Rows
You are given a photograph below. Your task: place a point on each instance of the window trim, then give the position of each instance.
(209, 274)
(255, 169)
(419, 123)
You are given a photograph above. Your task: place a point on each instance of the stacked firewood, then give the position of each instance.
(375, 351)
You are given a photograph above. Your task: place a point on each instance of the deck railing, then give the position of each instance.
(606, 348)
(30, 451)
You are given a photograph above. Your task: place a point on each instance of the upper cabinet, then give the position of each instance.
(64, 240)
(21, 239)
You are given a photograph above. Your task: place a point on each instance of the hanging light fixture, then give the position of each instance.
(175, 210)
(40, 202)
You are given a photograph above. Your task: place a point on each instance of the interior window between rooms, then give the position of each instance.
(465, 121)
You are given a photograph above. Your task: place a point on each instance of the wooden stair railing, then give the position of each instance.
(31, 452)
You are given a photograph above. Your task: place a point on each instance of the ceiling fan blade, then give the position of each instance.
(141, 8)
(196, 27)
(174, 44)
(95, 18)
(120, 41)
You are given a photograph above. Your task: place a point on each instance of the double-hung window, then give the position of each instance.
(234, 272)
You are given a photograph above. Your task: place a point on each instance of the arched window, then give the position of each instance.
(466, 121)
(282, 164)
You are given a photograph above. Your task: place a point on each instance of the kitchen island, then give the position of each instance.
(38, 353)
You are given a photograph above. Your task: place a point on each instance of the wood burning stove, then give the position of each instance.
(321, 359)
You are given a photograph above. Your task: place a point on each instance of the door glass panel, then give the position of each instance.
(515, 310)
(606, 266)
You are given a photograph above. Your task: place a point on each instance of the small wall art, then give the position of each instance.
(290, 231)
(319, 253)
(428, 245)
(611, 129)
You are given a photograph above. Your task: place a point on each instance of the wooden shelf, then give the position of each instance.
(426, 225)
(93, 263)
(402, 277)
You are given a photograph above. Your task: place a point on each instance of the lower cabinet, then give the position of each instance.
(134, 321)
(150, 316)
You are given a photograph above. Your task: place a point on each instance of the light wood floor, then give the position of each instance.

Goal
Can you format the data above, starting with the line containing "shelf, then give the position of each instance." and continuing through the end, as a JSON list of strings with one string per line and blank lines skipped?

Exercise result
[
  "You are given a photograph above. Your task: place a point on each instance of the wooden shelf, then give the position of each instance.",
  "(426, 225)",
  "(93, 263)",
  "(402, 277)",
  "You are given a photograph above. Your task: place a point on each instance of the lower cabinet, then give the position of each instance.",
  "(134, 321)",
  "(150, 316)",
  "You are given a photograph above. Your task: place a point on each instance of the light wood floor, then give the position of each instance."
]